======== TEXTE À LIRE

« JARMUSCH, TARKOVSKI, WENDERS,
KIESLOWSKI, TÉCHINÉ, CHABROL … »
QU’ONT-ILS DE PARTICULIER CES RÉALISATEURS DONT
J’AI VU TOUTE L’ŒUVRE ?
Ces réalisateurs, qui sont mes préférés, manifestent
tous quelque chose de l’ordre de ce qu’on appelle communément un style. Mais CE QUELQUE CHOSE DE SINGULIER qui n’appartient qu’à eux, ne se résume pas
vraiment au « style ».
Un seul film de toute leur œuvre pourrait suffire à exposer ce qui les
caractérise, mais ILS N’ONT EU DE CESSE de
répéter, de réalisation en réalisation, tout au long de leur carrière, ce que
j’appellerai l’EXISTENCE DE SOI. Ces
réalisateurs SONT DES AUTEURS ; c’est-à-dire qu’ils réaffirment tout au
long de leur travail et en s’intéressant à divers thèmes, UN ENGAGEMENT DE VIE. Celui-ci passera par un point de vue, un ressenti
qui s’avère être essentiel pour eux, mais
QUI RESTERA AU FOND TOUJOURS LE MÊME.
C’est sur cette base que j’aime suivre mes réalisateurs
inspirants. À la recherche de leur personnalité plus que de leur discours. À
chaque film de plus que je vois d’eux ou que j’apprécie de revoir, grandit en
moi l’impression de mieux en connaître leur réalisateur, je veux dire
personnellement. Un leurre bien sûr, même s’il est agréable.
Ce que je cherche à retrouver n’est pas leur opinion
sur le monde qui ne m’intéresse pas tant que cela, mon attente se porte plutôt
sur LA PIERRE ANGULAIRE DE LEUR
PERSONNALITÉ à laquelle, moi spectatrice, je cherche à me raccorder.
Je ne parle donc pas d’ambiance de film non plus, ni
de style esthétique, car ceux-là peuvent varier d’une fiction à l’autre ;
ce que je désire inconditionnellement retrouver à chacune de leur réalisation,
c’est CETTE VALEUR SINGULIÈRE, UNIQUE ET
PRINCIPALE qui anime mes MENTORS.

================

● **CONSIGNE 1**: Reproduisez tout le passage du texte sur les réalisateurs, de « Ce que je cherche » jusqu'à « à me raccorder. ».
● **CONSIGNE 2**: Rédigez la suite du texte sur les réalisateurs, à partir de sa dernière phrase.
Le listing n'a aucun lien avec le texte sur les réalisateurs.

======== DONNÉES FOURNIES

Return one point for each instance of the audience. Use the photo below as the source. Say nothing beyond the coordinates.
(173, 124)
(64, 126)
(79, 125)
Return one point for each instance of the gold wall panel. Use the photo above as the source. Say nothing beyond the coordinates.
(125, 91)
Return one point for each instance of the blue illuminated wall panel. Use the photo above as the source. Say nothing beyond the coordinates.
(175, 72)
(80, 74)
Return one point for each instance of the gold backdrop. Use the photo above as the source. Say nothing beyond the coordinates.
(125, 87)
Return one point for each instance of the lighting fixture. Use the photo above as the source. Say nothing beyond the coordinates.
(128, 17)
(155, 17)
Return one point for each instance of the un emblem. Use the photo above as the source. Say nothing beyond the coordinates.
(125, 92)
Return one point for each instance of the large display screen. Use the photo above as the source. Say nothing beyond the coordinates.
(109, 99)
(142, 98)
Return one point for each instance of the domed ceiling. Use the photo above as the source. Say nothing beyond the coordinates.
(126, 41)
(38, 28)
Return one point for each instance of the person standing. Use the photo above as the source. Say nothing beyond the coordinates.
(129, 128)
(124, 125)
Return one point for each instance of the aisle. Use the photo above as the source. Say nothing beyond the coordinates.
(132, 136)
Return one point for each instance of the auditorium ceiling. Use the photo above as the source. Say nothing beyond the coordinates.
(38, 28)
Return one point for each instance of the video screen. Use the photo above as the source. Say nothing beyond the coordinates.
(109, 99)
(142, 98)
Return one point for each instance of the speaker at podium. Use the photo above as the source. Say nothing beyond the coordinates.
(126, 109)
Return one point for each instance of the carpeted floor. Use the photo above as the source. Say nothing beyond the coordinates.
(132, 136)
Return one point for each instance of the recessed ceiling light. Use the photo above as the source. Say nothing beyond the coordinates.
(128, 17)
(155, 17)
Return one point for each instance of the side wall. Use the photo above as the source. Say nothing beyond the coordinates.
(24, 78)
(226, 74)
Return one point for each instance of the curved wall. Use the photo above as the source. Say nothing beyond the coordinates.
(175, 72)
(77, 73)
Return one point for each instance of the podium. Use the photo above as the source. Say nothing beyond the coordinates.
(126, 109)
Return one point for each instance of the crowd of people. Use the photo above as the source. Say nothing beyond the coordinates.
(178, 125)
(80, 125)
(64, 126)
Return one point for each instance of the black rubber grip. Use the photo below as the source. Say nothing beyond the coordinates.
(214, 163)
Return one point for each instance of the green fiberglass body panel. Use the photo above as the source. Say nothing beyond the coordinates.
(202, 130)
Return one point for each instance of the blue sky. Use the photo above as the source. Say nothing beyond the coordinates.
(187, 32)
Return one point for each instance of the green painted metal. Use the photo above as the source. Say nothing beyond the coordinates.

================

● **RÉPONSE ATTENDUE 1**:
Ce que je cherche à retrouver n’est pas leur opinion
sur le monde qui ne m’intéresse pas tant que cela, mon attente se porte plutôt
sur LA PIERRE ANGULAIRE DE LEUR
PERSONNALITÉ à laquelle, moi spectatrice, je cherche à me raccorder.

● **RÉPONSE ATTENDUE 2**:
Chacun d’eux semble avoir une expression de valeur de base sans laquelle il ne
serait pas ce qu’il est ; sans laquelle je ne suivrais pas fanatiquement
toute leur œuvre pour retrouver à chaque nouveau film, ou film revu, sa fibre
récurrente.
CES RÉALISATEURS AUTEURS basent donc d’après moi les fondements de leur travail sur une seule VALEUR SINGULIERE.
JIM JARMUSCH
m’évoque par exemple la NONCHALANCE.
Ses personnages ont beau traverser des galères sévères, qu’ils soient rockeurs ( Strangers than Paradis ), espions ( The Limite of Control ) ou vampires ( Only Lovers Left Alive ) quelque chose dans la pâte du film les rend absolument et irrésistiblement insouciants et fatalistes. Le trottoir, la prison, le cercueil, ou la pénurie de sang frais (pour ses vampires amoureux), ou encore le crime organisé lui-même, ne semblent pas pouvoir barrer le chemin tranquille de ces grands princes, qu’ils soient plongés dans la précarité comme dans la mort (Dead man),.
L’œuvre de Jarmusch, sous cette bonne étoile que
serait la NONCHALANCE, me fait penser
à la façon de vivre de Françoise Sagan, l’écrivaine française qui menait sa vie
dans une sorte de fantaisie. Celle-ci a souvent déclaré qu’elle avait un jour
décidé que son existence serait légère. Je fais ce parallèle avec elle parce
qu’elle a été une sorte de modèle à l’époque dans la culture des jeunes. Je
verrais même Sagan être la parfaite « anti héros » de JARMUSCH,
n’aimant pas tant l’ivresse que l’inertie de celle-ci, et le bienfait qu’une
sorte de NONCHALANCE peut procurer.
J’ai tendance à penser que l’œuvre romanesque de Sagan fait partie de son
scénario de vie, elle a voulu écrire pour rendre sa vie plus intéressante, pour
moins s’ennuyer. J’aime Sagan sans aimer ses romans, je l’aime parce qu’elle
semble avoir été le PERSONNAGE DE SA
PROPRE VIE qu’elle a inventé, et duquel elle a tenu à en extraire tout le
« sérieux » qui la « barbait ». Les personnages de Jim
Jarmush n’ont rien à lui envier.
André TÉCHINÉ
me renvoie à la FRATERNITÉ.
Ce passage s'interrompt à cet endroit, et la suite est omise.